= EXTRACT TO READ =
-----

(Editor’s note: Jeff Bussgang is a General Partner at Flybridge Capital Partners. This column originally appeared on his blog Seeing Both Sides.)
I find the preponderance of males in VC an annoying and stubborn phenomenon. When I first entered the start-up game as an entrepreneur in the mid 1990s, I didn’t think much of the “VC gender gap” as there were plenty of women executives around. In fact, between one-third and one-half of the executive teams at my two start-ups (Open Market and Upromise) were women.
As the father of a capable, ambitious daughter, perhaps I’m over-sensitive to the issue, but since becoming a VC seven years ago, I find it amazing that only 5-10 percent of the VC industry is made up of women. Only 25 percent of all VC partnerships have a single women partner and only 7 to 8 percent have more than one women partner.
Anecdotally, even fewer women are “management company GPs” as opposed to “employee GPs” – in other words, true owners of VC funds as opposed to deal partners. What other major industry remains 90 to 95 percent male-dominated? What’s the deal?
An outstanding Kauffman Institute study, “Gateways of Venture Growth”, analyzes this issue and comes up with some thoughtful, but unsurprising, conclusions. They point out that the industry remains very clubby, and the lack of female role models creates a self-perpetuating cycle. Professor Myra Hart of Harvard Business School writes, “Women trying to launch or further careers as VCs have fewer first-degree connections with those (men) in positions to hire or promote them.”
Another issue that holds women VCs back is the fact that the academic backgrounds of VCs tend to be in technical areas – such as computer science, engineering and biotechnology – where, again, females are in the minority.
In talking to my women VC friends, they reinforced these two major issues, but held out some cause for optimism going forward.

-----

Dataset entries

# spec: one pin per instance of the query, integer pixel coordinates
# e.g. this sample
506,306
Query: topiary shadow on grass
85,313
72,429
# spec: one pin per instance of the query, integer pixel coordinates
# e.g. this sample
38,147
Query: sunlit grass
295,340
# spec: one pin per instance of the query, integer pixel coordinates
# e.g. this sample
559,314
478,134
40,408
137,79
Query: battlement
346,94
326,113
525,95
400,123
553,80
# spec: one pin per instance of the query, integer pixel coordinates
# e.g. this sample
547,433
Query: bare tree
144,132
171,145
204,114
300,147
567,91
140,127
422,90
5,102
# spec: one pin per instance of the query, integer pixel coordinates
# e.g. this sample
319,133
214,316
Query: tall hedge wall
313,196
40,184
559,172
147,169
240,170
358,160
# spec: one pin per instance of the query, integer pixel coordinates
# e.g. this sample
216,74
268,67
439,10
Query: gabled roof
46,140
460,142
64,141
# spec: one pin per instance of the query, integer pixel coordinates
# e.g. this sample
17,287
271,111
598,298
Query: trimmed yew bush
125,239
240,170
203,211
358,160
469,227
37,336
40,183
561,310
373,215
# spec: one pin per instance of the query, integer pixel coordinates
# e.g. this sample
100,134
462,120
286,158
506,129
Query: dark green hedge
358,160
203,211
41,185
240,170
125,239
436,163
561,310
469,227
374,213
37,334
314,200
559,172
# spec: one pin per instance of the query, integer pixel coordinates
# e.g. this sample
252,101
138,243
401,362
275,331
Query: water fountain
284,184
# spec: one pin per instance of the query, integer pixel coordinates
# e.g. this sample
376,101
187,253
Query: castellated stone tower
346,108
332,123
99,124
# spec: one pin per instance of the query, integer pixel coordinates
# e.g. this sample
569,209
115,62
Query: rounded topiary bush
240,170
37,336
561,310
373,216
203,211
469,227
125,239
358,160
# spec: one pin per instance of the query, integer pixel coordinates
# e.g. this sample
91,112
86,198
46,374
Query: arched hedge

-----

= TASKS =
1 – Reproduce verbatim the part of the column on women in venture capital between "Anecdotally, even fewer" and "What’s the deal?", inclusive.
2 – For each statement, answer yes or no according to the column on women in venture capital, and quote the words from it that decide the answer. (a) The author first entered the start-up game as an entrepreneur in the mid 1990s. (b) Half of all VC partnerships have a single woman partner. (c) Myra Hart is a professor at Stanford.
3 – Extend the column on women in venture capital, picking up right after its final sentence.
The material isn't needed for anything here.

= RESPONSES BY TASK =
1 –
Anecdotally, even fewer women are “management company GPs” as opposed to “employee GPs” – in other words, true owners of VC funds as opposed to deal partners. What other major industry remains 90 to 95 percent male-dominated? What’s the deal?

2 –
(a) Yes: "When I first entered the start-up game as an entrepreneur in the mid 1990s"
(b) No: "Only 25 percent of all VC partnerships have a single women partner"
(c) No: "Professor Myra Hart of Harvard Business School"

3 –
Irena Goldenberg of Highland Capital in Europe (and formerly an associate with us at Flybridge Capital before she went to HBS and then Geneva), believes there are more female VCs in life sciences as the medical field has a higher ratio of women to men then, say, engineering. Our senior associate, Robin Lockwood, told me she thinks VC profiles simply lags entrepreneur’s profiles. As more women entrepreneurs emerge, more women will become VCs.
Here’s a thought-provoking observation that an anonymous woman pointed out to me (and please do not accuse me of channeling Larry Summers on this – I’m just passing along what I heard): She believes the VC industry is male-dominated because men are more wired to take risks than women. Gambling, she points out, is more popular amongst men than women. Thus, risk-taking with capital is more likely to be comfortable for men than women.
Some women have been able to break out as strong investors and industry leaders. In my informal survey, a few experienced women VCs stood out as strong role models: Venetia Kontogouris at Trident Capital, Annie Lamont at Oak, Patricia Nakache at Trinity and Nancy Schoendorf from Mohr Davidow.
I guess when you have a clubby, tightly-woven, self-perpetuating network, it’s hard for women to break in. It’s a stubborn phenomenon, but I hope we can figure out how to correct it. Otherwise, our industry is tragically losing out on 50 percent of the world’s best talent.